What is being asked: Return all records exactly. Nothing may be added.

Records for the task:
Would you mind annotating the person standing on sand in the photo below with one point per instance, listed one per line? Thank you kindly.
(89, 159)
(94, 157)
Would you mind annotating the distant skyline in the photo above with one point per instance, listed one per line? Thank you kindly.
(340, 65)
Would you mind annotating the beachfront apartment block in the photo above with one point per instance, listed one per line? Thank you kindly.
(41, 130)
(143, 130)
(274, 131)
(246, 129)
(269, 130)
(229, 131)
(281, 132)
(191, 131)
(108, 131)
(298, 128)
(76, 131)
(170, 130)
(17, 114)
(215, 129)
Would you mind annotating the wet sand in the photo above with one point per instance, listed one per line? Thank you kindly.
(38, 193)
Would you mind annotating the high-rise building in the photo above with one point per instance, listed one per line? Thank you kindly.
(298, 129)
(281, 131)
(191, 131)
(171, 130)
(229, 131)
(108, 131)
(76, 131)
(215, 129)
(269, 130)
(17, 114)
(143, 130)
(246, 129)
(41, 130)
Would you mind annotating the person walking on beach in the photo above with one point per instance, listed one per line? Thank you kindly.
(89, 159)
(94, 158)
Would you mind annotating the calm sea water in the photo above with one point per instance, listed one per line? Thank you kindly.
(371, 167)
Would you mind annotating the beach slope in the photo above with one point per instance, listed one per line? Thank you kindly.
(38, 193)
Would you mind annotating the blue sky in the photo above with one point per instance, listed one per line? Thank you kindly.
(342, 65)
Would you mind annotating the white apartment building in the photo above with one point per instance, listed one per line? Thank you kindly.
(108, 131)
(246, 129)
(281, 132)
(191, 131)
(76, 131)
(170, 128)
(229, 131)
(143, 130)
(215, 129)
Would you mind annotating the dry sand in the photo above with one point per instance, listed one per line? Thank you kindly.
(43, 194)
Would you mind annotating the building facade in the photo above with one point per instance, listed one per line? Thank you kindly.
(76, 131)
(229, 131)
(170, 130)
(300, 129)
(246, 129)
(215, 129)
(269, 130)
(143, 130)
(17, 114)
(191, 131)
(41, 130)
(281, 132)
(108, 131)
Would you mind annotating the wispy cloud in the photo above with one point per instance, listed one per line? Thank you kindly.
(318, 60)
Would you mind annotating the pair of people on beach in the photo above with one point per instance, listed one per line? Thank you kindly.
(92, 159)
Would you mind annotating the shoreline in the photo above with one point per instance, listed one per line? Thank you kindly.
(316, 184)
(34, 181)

Answer box:
Would you mind annotating the person standing on sand in the photo below with one point per instance, listed one per line? Thank you kindly.
(89, 159)
(94, 157)
Would you mind annotating the distant skyline in the photo above with one point per instance, listed one per line? Thank you kindly.
(340, 65)
Would you mind annotating the beachfront apartment block in the photo above with one point per instance, listed one per line? Thank you kindly.
(41, 130)
(143, 130)
(274, 131)
(246, 129)
(269, 130)
(229, 131)
(281, 132)
(191, 131)
(108, 131)
(298, 128)
(76, 131)
(170, 130)
(17, 114)
(215, 129)
Would you mind annotating the wet sand in the photo above with one point per instance, listed one per line? Thank you kindly.
(38, 193)
Would you mind annotating the high-rise building in the photo above with one point per instance, listed one per line? Thank you kindly.
(298, 129)
(281, 131)
(191, 131)
(171, 130)
(229, 131)
(108, 131)
(76, 131)
(215, 129)
(269, 130)
(17, 114)
(143, 130)
(246, 129)
(41, 130)
Would you mind annotating the person walking on beach in the photo above with one point per instance, listed one per line? Thank you kindly.
(89, 159)
(94, 158)
Would you mind annotating the calm sea water in the photo above with one point per instance, listed one per line? Thank you kindly.
(371, 167)
Would you mind annotating the beach slope in the photo above with one point per instance, listed one per line? Thank you kindly.
(38, 193)
Would you mind annotating the blue sky in the photo above with one point per instance, listed one per line? Thank you kindly.
(342, 65)
Would you mind annotating the white apartment building in the photo above with one point per instance, listed one per line? Thank you kindly.
(108, 131)
(246, 129)
(281, 132)
(191, 131)
(76, 131)
(170, 128)
(229, 131)
(143, 130)
(215, 129)
Would you mind annotating the dry sand in the photo above with one point per instance, listed one per line? Thank you kindly.
(43, 194)
Would you mind annotating the building facade in the photo above with one point per instance, listed one per line? Thank you kindly.
(76, 131)
(229, 131)
(170, 130)
(300, 129)
(246, 129)
(215, 129)
(269, 130)
(143, 130)
(17, 114)
(191, 131)
(41, 130)
(281, 132)
(108, 131)
Would you mind annotating the wispy cloud in the photo above with one point per instance, listed one per line? Thank you kindly.
(318, 60)
Would you mind annotating the pair of people on beach in the photo above with one point per instance, listed one per line? Thank you kindly.
(92, 159)
Would you mind annotating the shoreline in the photo above with one point per instance, listed one per line? Thank you kindly.
(316, 184)
(34, 181)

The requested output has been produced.